• Suas tarefas
[a] Indique se cada afirmação está de acordo com o texto sobre capitalismo e Estado Social, respondendo sim ou não e citando literalmente o trecho decisivo: (i) os limites impostos aos fundamentos do capitalismo foram patrocinados pela Constituição do Estado Social; (ii) o limite encontrado pela lógica de produção e consumo é apenas ecológico; (iii) os Estados se organizaram internacionalmente, enquanto o capital manteve uma lógica jurídica interna.
[b] Prossiga com a redação do texto sobre capitalismo e Estado Social, começando logo após a última frase apresentada.

··· Texto fornecido

No entanto, foram esses mesmos valores que conduziram o capitalismo à quase ruína da humanidade, gerando a necessidade, após duas guerras mundiais, da implementação de limites importantes aos seus fundamentos, patrocinados pela Constituição do Estado Social. O problema é que também a eficácia desse modelo de Estado Social se viu contestada pelo advento do neoliberalismo, até porque ao ser mantida, em nível internacional, a perspectiva da concorrência empresarial, com incentivo à luta dos trabalhadores e dos Estados para atração de investimentos do capital, a plena eficácia dos direitos sociais acabou se chocando, frontalmente, com a lógica do próprio modelo no qual foram inseridos.

Com a ausência de políticas públicas efetivas, que pudessem estabelecer limites aos interesses do capital, até porque os Estados, ainda que tivessem tentado, mantiveram uma lógica jurídica interna enquanto o capital se organizou internacionalmente, o capitalismo novamente se desorganizou e mais que isso acabou encontrando pontos de estagnação e esgotamento, principalmente quando caíram em descrédito os mecanismos de contenção trazidos no Estado Social.

Também a lógica de produção e consumo baseada na acumulação de capital e exploração do trabalho alheio foi encontrando os seus limites e isso se evidenciou, sobretudo, a partir de 2008. Não se trata apenas de um limite ecológico, como situam alguns. Trata-se mesmo de um problema intrínseco, baseado na própria racionalidade do sistema. Ora, os valores que fundam o capitalismo, referidos acima, estabelecem a lógica da concorrência, preconizando a luta individualizada pelo sucesso, ou seja, pela superação do concorrente.

······
··· Trechos dos dados

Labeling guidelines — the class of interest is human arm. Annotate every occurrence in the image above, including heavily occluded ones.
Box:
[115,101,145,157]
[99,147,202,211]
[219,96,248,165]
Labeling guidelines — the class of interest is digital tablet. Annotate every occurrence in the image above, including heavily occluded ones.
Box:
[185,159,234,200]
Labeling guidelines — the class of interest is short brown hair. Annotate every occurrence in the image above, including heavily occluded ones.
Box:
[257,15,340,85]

······
··· Trechos dos dados

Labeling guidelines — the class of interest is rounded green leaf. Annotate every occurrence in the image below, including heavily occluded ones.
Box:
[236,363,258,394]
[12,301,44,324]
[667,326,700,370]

······
··· Trechos dos dados

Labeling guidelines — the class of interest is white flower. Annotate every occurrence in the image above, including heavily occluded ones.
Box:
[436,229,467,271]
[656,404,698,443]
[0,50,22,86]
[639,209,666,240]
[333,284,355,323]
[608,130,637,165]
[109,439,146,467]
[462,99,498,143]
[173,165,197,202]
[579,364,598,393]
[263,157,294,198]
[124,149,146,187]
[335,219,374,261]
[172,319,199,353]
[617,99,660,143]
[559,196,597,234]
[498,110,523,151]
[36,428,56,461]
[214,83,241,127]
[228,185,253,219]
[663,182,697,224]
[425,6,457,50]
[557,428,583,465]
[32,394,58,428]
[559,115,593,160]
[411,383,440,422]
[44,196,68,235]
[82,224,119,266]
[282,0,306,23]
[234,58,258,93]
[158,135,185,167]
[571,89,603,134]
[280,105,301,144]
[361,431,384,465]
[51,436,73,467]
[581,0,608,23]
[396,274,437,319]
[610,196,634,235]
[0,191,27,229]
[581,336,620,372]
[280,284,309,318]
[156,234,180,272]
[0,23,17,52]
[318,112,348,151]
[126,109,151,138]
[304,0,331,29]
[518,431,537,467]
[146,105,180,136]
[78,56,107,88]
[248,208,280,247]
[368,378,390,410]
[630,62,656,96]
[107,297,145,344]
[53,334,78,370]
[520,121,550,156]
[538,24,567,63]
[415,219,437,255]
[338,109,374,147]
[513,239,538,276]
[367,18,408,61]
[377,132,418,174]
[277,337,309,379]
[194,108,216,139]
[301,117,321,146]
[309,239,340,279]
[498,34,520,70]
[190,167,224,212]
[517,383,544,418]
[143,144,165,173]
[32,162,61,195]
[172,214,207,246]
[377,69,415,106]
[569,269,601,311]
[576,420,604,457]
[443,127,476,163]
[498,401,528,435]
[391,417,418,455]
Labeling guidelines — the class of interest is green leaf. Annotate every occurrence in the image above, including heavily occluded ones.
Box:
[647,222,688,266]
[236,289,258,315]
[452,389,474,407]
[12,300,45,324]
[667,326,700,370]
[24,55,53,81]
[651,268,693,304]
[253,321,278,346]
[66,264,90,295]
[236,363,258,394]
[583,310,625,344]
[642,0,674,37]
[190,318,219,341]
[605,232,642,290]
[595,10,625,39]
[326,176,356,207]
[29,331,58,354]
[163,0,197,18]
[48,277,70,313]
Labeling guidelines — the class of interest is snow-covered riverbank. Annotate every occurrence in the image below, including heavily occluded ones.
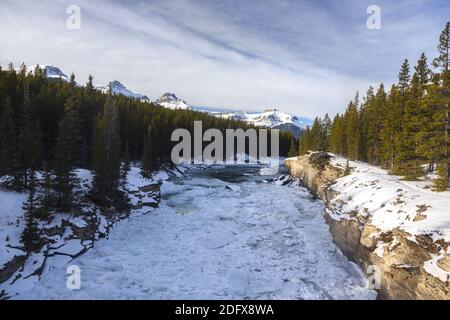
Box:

······

• Respostas por tarefa
[a]
(i) Sim: "da implementação de limites importantes aos seus fundamentos, patrocinados pela Constituição do Estado Social".
(ii) Não: "Não se trata apenas de um limite ecológico, como situam alguns."
(iii) Não: "mantiveram uma lógica jurídica interna enquanto o capital se organizou internacionalmente".

[b]
O exercício dessa racionalidade, sem freios institucionais, tem conduzido à formação de monopólios e, consequentemente, à constituição de uma legião de perdedores, isto do ponto de vista daqueles que pretenderam se integrar ao sistema pela via do capital.

Para os trabalhadores, aos quais também se impregnou a mesma lógica, mesmo quando se ganha, conseguindo-se uma inserção pelo emprego, há uma derrota, pois o capital monopolizado, fortalecido, enfraqueceu os sindicatos e isto reforçou as estratégias de exploração, notadamente pela subcontratação e pela terceirização, que fornecem uma aparência de divisão do capital entre os tais “empreendedores”, pessoas ou “pequenas empresas” que estão, no fundo, integradas a uma forma de exploração horizontal (aliás, nem tão horizontal assim), e que do ponto de vista dos trabalhadores provocam a precarização da própria vida.

Esse modelo tem favorecido a maior acumulação do capital e a uma menor distribuição da renda, dificultando o consumo e inviabilizando, por conseguinte, maior investimento em produção, e fazendo sobressair o capitalismo financeiro. Ao mesmo tempo os Estados não produzem e precisam se submeter às políticas empresariais, pautadas, evidentemente, pelo lucro. Muitos Estados fornecem incentivos fiscais e se endividam.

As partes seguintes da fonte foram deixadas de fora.